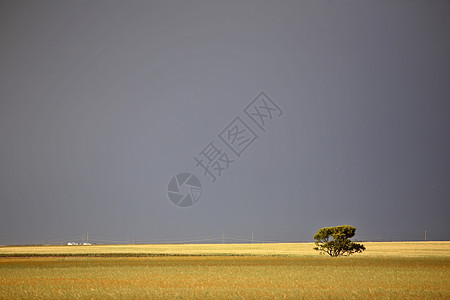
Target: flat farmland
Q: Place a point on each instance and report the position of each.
(223, 271)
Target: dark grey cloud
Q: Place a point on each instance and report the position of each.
(102, 102)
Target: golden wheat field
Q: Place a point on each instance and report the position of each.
(410, 270)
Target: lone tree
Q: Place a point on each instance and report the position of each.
(335, 241)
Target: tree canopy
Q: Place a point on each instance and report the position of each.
(335, 241)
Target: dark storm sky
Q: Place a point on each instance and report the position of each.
(102, 102)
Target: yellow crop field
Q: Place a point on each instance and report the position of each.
(224, 271)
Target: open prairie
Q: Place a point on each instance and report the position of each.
(386, 270)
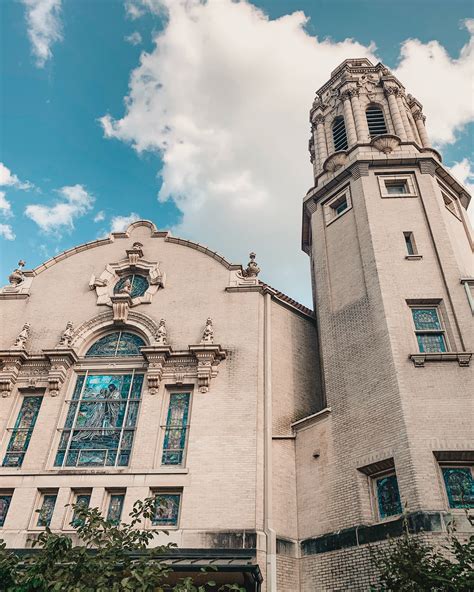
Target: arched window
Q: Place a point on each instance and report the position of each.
(119, 343)
(375, 121)
(339, 134)
(138, 285)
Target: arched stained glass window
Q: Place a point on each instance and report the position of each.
(138, 285)
(116, 344)
(339, 134)
(375, 121)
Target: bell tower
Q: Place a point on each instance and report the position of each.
(386, 229)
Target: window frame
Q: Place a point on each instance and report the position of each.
(407, 178)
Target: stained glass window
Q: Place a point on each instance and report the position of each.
(388, 496)
(100, 422)
(428, 329)
(166, 509)
(114, 513)
(176, 429)
(138, 284)
(21, 433)
(5, 500)
(116, 344)
(459, 487)
(47, 509)
(82, 499)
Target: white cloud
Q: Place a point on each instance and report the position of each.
(224, 97)
(6, 232)
(5, 206)
(134, 38)
(76, 202)
(9, 179)
(44, 27)
(121, 223)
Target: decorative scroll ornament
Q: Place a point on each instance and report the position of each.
(20, 341)
(17, 276)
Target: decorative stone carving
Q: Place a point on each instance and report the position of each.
(208, 333)
(23, 336)
(386, 143)
(17, 276)
(162, 333)
(61, 360)
(66, 337)
(252, 267)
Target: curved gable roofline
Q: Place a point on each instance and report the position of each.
(154, 233)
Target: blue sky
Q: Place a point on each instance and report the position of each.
(212, 140)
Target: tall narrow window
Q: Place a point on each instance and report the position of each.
(5, 501)
(375, 121)
(100, 423)
(428, 329)
(459, 484)
(47, 508)
(339, 134)
(176, 429)
(114, 513)
(388, 496)
(166, 509)
(21, 433)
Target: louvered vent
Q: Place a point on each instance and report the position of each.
(375, 121)
(339, 134)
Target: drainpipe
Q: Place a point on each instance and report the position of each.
(268, 492)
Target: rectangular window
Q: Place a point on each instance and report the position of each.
(166, 509)
(5, 501)
(176, 428)
(81, 498)
(114, 513)
(46, 510)
(428, 329)
(101, 420)
(21, 432)
(387, 495)
(459, 483)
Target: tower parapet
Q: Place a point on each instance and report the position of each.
(363, 105)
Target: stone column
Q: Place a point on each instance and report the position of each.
(391, 92)
(362, 128)
(404, 116)
(420, 126)
(321, 145)
(349, 119)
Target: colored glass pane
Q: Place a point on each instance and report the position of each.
(5, 501)
(82, 499)
(94, 431)
(47, 509)
(176, 428)
(388, 496)
(114, 513)
(431, 342)
(426, 319)
(138, 285)
(166, 509)
(21, 433)
(459, 487)
(116, 344)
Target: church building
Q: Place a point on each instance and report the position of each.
(279, 442)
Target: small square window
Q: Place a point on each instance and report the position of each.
(459, 483)
(166, 509)
(429, 331)
(387, 495)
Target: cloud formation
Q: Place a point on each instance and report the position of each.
(44, 27)
(224, 98)
(76, 202)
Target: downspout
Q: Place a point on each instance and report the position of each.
(268, 485)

————

Exercise directions:
Scan the material above for the string "cloud". Copy each line that holds it.

Your solution:
Target: dark grey cloud
Target: white cloud
Target: cloud formation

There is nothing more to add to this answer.